▸ YOUR INSTRUCTIONS:
Here is a set of records. Copy them all exactly.

▸ MATERIAL PROVIDED:
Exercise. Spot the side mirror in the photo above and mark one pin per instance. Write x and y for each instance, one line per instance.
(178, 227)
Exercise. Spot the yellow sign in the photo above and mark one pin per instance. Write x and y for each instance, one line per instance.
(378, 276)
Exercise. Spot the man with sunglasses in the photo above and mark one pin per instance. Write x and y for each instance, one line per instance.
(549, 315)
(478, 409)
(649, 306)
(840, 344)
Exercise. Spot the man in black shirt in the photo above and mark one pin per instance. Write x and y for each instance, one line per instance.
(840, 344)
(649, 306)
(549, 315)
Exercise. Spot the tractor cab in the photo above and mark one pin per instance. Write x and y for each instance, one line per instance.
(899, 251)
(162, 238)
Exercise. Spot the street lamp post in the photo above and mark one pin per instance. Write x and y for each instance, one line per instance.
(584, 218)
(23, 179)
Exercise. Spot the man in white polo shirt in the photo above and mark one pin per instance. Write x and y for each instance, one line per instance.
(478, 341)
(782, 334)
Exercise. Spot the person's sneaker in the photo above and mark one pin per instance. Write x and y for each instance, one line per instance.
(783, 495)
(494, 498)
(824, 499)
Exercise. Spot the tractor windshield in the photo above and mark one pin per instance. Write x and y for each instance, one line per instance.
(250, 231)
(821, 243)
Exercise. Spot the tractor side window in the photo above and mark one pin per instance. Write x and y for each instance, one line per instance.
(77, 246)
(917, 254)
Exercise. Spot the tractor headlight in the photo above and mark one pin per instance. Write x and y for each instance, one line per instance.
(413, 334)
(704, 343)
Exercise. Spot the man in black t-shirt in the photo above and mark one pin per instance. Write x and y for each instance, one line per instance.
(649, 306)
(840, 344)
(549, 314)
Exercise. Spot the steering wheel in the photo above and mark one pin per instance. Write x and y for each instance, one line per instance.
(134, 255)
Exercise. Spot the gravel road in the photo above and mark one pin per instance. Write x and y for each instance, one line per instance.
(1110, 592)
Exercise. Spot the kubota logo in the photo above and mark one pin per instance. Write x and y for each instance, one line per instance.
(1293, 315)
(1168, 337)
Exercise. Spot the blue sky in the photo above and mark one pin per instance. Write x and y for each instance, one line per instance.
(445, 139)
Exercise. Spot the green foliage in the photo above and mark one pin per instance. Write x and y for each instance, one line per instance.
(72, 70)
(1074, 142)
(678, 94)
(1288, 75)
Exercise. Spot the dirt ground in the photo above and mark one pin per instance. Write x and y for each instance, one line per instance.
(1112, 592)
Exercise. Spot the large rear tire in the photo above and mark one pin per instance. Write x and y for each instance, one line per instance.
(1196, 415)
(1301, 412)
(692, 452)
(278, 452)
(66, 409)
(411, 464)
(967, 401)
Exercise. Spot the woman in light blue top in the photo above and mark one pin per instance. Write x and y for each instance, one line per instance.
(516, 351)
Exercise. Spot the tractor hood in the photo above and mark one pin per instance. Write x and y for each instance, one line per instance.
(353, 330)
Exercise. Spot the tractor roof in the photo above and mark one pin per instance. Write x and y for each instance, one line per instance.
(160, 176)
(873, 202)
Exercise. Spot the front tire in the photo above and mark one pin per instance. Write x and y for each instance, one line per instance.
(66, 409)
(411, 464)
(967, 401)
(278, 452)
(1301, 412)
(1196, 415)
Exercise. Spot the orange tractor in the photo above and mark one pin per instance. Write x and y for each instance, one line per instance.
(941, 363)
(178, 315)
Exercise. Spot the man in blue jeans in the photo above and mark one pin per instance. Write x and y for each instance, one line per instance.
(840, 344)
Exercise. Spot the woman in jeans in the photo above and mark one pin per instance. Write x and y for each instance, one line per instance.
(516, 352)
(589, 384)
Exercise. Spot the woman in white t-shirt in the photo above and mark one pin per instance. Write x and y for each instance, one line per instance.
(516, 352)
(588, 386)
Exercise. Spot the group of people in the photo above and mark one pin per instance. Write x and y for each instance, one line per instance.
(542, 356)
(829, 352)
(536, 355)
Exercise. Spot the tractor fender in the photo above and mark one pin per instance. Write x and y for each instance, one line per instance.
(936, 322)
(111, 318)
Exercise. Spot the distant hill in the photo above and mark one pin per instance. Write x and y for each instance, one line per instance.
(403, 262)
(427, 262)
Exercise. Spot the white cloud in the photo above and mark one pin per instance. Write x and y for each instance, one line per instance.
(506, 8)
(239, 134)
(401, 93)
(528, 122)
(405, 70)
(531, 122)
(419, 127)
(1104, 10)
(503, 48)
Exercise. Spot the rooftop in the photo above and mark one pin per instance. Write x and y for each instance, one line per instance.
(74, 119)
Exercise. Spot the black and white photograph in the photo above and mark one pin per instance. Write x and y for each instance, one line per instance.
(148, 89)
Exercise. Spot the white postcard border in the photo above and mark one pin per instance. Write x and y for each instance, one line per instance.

▸ TASK SOLUTION:
Exercise. Spot the side mirror in the photo above and mark one pin per instance. Write x and y for each instance, one line per instance.
(178, 227)
Exercise. Spot the yellow sign in the photo above and mark one pin per instance. Write x and y for each instance, one line per instance.
(378, 276)
Exercise. Spot the man with sunglasses in the photo above and mark one pin per instance. Write x and y for each instance, one line per instance.
(549, 315)
(478, 409)
(649, 306)
(840, 344)
Exercise. Spot the man in black shirt in the photo above and mark one pin per instance. Write x and y for each instance, one line per instance.
(840, 344)
(649, 306)
(549, 315)
Exercise. Spot the tractor cab in the photo above and mark one pin per instance. Write x and y for each instance, one line per instance.
(899, 251)
(162, 238)
Exercise. Spot the street lamp post in the photo above and mark one pin per instance. Write x and y for each instance, one line per instance.
(584, 218)
(23, 179)
Exercise. Spot the man in white polo shirt in the photo above and mark one pin per instance. Write x and y for each instance, one line per instance.
(478, 341)
(782, 334)
Exercise. Spot the person's sneaker in the photo above and mark one pin per instance. Write x and y for each instance, one line per instance.
(783, 495)
(494, 498)
(824, 499)
Exercise. Spot the tractor windshield in the photo above and mark one pin per instance. Write x and y for each instance, one line per instance.
(250, 231)
(821, 243)
Exercise. Spot the tractor side window in the photo above and mark one pin per instance. Write x and y for each instance, one line per instance.
(77, 246)
(917, 254)
Exercise. Spot the tractor headlight in the photo above and mark one pin per instance. Write x and y for each instance, one line per instance.
(413, 334)
(704, 343)
Exercise. Spot the man in black t-shirt in the photo above and mark one pin per instance. Write x and y for each instance, one line per instance.
(649, 306)
(840, 344)
(549, 314)
Exercise. Spot the steering wheel in the photo above and mark one pin per instance. Write x and y for each instance, one line per instance.
(134, 255)
Exercise. Spot the gravel road in the photo above and mark one pin per instance. Write x and y for each instance, one line per instance.
(1110, 592)
Exercise. Spot the kubota logo in the photo above and mark one pin per instance. Write x and y for each instance, one line per instance.
(1293, 315)
(1168, 337)
Exercise. Spot the blue sky in the photo above and mark one pin per instance. Write x and y for each instance, one line per instance.
(445, 139)
Exercise. Spot the green foliage in the photo above and mark one pin per instance. Write x and y for each instance, one line per instance.
(72, 70)
(1074, 142)
(678, 94)
(1288, 75)
Exercise. Spot the dirt ground in the photo above and mark one pin per instance. Write x and y for each instance, one line per instance.
(1112, 592)
Exercise. Spot the large rear tire in the photo above and mark one pin per instance. Write x and y for each instance, one line per instance.
(1196, 415)
(1301, 412)
(692, 452)
(278, 452)
(66, 409)
(411, 464)
(967, 401)
Exercise. Spot the woman in light blue top in the photo above and mark one pin per instance. Write x and y for each instance, one line per instance.
(516, 351)
Exercise. Spot the tractor hood in the photo above and mark one pin per instance. Write x and y for each instance, one line per instance.
(353, 330)
Exercise. Spot the tractor roof in the photo above and mark one pin per instance. Write x and y for each instance, one line per instance.
(160, 176)
(873, 202)
Exercise. Spot the front tire in the photo above and mark one pin per instance. Write x and y for each instance, one line per instance.
(66, 409)
(411, 464)
(967, 401)
(278, 452)
(1301, 412)
(1196, 415)
Exercise. Spot the orange tractor in the photo above and mark one pin per instance. Write x and y for each instance, one line per instance.
(941, 363)
(178, 315)
Exercise. Spot the man in blue jeans in the photo above and mark one pin per instance. Write x and y for each instance, one line per instance.
(840, 344)
Exercise. Spot the woman in jeans in the photo above and mark one pin per instance. Write x and y for each instance, one line per instance.
(516, 352)
(589, 384)
Exercise. Spot the woman in white t-shirt in the photo above and mark one pin per instance. Write x and y for each instance, one line per instance.
(516, 352)
(588, 386)
Exercise. Spot the group of people in the photo above and mark one pin per instance. Write x and y for each instance, one line per instance.
(542, 356)
(829, 352)
(536, 355)
Exercise. Spot the tractor fender in the photo above and mark one pin per instance. Write x and y for each instance, one line per instance.
(936, 322)
(111, 318)
Exercise. Spot the distant hill in the photo above and mark one pin per instance. Write x and y for each instance, one line per instance.
(403, 262)
(427, 262)
Exercise. Spot the white cloud in the photo above and mark one pin per instance. Write x and y for each instance, one line per instance.
(506, 8)
(239, 134)
(401, 93)
(528, 122)
(405, 70)
(531, 122)
(419, 127)
(1104, 10)
(503, 48)
Exercise. Spot the rooftop in the photo above and mark one pin per instance. Write x and y for each instance, one line per instance.
(74, 119)
Exercise. Spot the black and white photograph in the photo above and mark one pin per instance. Write x and y for each instance, one line per instance.
(148, 89)
Exercise. Spot the white postcard border in the photo above and mark one pin per instance. Write x and y for each instance, one line per instance.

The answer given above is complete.